▸ **What this task involves**
Report how many lines below contain the word "shadow". Give only the number.

▸ **Task input**
--

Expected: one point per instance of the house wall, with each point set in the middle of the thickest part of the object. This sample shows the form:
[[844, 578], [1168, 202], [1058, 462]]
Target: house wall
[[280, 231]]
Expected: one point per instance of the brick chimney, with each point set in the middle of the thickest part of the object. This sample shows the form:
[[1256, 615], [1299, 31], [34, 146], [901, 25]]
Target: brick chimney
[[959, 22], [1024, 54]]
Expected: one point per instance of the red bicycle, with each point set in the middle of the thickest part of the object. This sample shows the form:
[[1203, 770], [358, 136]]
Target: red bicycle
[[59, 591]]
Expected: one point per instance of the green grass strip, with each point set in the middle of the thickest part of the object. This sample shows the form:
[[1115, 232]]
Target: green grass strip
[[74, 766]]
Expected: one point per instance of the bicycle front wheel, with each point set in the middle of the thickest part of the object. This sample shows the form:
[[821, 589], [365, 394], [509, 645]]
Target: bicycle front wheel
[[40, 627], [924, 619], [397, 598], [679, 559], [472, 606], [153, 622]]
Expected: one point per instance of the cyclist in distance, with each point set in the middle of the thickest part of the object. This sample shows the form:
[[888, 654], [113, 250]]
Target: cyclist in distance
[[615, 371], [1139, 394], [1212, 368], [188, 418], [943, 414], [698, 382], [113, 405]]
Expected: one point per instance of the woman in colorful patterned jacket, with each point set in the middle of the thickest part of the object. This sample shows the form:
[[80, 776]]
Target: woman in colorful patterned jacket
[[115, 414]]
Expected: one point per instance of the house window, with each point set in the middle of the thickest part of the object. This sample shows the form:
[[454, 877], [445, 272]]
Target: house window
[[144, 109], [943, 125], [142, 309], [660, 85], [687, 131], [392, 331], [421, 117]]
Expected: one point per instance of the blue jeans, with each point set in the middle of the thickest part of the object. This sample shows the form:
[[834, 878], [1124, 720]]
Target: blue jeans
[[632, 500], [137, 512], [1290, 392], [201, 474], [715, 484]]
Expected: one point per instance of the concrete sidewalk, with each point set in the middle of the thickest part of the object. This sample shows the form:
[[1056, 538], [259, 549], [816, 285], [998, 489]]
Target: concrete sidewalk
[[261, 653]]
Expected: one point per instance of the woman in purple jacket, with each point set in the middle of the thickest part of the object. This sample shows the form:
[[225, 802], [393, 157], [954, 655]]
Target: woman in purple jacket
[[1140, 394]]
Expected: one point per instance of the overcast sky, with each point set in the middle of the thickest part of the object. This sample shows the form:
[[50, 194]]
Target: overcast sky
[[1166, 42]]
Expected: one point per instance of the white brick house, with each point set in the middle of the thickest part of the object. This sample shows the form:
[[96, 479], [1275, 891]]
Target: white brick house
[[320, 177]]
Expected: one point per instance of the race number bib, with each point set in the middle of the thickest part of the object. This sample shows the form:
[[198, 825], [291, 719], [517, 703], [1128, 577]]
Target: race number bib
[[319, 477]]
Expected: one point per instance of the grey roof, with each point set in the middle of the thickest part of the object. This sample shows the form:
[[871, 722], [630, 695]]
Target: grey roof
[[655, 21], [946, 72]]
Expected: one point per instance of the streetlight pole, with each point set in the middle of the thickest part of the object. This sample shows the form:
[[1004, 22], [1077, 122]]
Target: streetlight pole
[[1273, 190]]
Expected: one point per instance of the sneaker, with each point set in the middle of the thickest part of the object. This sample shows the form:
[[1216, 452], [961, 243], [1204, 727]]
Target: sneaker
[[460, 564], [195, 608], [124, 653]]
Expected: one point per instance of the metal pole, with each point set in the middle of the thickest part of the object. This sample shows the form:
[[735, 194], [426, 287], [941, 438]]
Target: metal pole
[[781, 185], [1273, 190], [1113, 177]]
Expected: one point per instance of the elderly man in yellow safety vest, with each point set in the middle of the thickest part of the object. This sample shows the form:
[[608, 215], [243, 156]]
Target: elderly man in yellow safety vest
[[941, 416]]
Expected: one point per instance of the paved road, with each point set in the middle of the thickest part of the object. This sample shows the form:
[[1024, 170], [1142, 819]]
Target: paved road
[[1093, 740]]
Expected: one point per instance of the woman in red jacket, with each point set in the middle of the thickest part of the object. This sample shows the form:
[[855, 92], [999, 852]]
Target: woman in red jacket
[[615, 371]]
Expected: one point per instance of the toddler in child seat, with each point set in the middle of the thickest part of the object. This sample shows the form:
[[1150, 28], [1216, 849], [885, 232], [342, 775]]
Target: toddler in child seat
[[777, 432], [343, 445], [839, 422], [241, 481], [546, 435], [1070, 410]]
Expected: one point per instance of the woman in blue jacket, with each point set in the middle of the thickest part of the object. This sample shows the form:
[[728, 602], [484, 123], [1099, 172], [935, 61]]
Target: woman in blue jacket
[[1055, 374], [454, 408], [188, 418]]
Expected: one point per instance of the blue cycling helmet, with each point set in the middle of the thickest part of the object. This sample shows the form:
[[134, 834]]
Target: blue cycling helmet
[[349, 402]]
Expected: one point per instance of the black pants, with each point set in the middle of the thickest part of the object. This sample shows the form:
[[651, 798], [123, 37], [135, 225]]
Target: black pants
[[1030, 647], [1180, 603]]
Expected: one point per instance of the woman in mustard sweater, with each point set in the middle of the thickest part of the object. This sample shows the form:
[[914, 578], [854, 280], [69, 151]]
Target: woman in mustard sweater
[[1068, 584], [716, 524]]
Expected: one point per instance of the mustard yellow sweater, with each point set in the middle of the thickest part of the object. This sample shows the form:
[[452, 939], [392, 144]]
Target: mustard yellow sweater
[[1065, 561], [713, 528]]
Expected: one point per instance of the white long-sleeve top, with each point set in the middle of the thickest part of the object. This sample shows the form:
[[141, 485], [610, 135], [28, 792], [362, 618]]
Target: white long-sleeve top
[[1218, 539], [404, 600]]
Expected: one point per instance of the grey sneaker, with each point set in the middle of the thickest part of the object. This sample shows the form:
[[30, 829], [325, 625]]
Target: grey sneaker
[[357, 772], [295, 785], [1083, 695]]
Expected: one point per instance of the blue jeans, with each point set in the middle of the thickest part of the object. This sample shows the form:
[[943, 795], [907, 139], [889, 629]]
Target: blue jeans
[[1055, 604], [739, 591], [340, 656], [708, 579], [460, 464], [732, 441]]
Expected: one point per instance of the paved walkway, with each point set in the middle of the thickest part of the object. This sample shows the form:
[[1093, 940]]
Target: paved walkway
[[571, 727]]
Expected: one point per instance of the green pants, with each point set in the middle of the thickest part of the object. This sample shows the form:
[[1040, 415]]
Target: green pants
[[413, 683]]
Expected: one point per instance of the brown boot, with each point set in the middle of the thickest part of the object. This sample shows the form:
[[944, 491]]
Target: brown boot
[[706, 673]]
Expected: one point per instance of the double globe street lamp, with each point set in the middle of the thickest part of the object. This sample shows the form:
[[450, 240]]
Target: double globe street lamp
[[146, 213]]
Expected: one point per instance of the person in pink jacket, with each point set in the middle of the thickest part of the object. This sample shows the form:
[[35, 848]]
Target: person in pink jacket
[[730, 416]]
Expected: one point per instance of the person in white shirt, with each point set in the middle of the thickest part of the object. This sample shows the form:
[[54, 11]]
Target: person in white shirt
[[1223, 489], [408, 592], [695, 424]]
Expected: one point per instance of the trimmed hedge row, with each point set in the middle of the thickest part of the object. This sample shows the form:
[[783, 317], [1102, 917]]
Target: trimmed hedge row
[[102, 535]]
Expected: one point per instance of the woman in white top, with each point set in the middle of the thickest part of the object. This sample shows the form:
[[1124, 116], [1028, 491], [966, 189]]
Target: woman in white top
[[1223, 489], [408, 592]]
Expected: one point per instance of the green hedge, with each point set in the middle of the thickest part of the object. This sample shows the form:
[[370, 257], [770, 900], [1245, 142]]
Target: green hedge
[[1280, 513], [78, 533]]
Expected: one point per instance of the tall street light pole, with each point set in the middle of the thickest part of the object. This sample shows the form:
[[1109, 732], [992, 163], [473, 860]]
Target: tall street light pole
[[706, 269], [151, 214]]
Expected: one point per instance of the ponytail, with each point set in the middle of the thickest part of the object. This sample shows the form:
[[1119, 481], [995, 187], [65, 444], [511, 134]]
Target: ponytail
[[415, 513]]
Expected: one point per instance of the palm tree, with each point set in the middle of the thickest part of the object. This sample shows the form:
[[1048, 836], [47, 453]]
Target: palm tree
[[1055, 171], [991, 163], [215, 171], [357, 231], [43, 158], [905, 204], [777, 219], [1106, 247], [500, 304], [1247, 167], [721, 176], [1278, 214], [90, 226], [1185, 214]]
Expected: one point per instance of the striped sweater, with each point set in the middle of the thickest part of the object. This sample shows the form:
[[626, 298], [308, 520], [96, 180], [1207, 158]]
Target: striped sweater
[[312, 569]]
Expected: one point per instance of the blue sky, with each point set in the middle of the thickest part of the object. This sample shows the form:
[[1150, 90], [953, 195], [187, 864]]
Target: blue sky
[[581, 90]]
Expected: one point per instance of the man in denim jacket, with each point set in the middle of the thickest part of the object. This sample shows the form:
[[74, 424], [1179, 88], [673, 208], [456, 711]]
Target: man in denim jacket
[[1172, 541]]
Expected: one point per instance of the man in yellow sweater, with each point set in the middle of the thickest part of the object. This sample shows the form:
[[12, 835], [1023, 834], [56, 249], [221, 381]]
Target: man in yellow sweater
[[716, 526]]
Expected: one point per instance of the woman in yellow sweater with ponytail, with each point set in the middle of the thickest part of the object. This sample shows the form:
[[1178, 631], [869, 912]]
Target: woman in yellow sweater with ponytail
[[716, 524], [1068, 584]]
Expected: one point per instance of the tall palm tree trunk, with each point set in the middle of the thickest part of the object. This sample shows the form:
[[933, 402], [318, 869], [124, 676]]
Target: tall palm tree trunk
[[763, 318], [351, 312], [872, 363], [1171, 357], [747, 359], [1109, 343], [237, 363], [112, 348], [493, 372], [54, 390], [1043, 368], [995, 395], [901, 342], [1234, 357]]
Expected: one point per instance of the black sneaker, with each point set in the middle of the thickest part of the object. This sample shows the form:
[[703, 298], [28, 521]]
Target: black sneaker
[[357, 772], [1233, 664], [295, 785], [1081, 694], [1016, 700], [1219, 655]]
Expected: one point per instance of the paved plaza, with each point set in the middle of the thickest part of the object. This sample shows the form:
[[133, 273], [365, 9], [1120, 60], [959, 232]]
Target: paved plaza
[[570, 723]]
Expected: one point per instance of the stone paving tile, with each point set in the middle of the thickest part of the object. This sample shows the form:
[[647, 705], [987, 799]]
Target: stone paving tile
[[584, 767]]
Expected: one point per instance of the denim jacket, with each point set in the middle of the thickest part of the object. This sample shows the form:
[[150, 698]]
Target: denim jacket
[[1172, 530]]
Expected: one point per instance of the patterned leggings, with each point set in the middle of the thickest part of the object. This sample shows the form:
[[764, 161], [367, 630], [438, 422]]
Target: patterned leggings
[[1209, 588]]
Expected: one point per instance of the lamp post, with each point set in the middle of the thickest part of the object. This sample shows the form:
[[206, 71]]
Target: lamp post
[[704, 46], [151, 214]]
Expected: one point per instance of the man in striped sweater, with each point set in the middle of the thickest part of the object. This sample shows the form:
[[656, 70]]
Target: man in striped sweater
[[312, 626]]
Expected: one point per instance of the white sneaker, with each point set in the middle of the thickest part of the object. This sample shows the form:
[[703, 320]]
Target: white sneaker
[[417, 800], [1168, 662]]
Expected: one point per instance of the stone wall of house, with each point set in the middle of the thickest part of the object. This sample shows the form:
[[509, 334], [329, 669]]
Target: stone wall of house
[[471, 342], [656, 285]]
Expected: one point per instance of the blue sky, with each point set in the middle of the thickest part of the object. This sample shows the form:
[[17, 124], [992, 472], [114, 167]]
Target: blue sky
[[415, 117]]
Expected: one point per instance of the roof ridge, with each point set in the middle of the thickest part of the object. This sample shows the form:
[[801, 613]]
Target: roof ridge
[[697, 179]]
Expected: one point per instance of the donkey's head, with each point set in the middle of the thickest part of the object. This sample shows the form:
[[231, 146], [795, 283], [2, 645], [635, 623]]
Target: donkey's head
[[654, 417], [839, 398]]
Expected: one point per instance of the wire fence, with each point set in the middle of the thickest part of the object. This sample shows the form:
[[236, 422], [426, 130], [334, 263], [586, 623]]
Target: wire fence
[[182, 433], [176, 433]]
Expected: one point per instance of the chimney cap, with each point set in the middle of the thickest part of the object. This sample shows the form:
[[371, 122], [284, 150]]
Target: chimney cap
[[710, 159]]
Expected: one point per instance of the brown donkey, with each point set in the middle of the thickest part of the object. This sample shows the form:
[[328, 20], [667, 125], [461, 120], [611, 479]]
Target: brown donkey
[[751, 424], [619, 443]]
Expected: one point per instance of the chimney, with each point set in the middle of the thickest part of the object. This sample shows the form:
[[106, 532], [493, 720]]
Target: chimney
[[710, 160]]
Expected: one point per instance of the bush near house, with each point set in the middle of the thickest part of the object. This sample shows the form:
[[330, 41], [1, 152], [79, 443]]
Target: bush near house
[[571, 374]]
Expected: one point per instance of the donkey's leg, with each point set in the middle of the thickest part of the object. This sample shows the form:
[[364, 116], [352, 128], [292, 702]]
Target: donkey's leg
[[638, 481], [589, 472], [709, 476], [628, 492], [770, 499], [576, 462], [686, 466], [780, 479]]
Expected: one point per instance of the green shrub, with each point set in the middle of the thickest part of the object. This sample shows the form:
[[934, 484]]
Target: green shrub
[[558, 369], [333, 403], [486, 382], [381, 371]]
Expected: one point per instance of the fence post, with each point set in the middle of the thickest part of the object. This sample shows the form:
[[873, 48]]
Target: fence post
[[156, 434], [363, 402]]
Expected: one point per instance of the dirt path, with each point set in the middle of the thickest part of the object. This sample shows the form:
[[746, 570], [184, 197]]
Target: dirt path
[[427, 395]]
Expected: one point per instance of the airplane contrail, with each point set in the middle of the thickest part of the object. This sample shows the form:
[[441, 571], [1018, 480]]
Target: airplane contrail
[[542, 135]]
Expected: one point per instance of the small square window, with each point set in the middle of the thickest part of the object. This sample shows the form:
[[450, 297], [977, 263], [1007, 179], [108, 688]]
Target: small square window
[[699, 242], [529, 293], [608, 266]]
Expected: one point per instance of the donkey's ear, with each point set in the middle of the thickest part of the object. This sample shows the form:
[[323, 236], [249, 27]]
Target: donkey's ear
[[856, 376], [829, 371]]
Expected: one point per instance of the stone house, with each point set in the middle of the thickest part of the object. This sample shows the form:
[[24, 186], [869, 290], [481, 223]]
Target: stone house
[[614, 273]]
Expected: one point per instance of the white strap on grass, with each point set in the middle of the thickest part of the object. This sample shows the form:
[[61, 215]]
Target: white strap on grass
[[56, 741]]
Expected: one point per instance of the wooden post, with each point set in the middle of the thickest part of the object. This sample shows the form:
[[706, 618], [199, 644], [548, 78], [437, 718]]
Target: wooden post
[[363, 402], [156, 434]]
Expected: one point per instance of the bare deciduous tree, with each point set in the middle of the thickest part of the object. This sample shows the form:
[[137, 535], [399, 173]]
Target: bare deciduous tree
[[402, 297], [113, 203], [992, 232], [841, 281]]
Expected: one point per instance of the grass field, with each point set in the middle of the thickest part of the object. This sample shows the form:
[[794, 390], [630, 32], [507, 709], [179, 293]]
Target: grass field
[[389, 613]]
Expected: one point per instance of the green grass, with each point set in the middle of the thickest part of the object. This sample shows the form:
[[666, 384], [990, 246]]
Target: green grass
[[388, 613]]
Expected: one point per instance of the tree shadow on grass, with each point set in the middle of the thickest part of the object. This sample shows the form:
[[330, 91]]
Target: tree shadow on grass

--

▸ **Response for this exercise**
2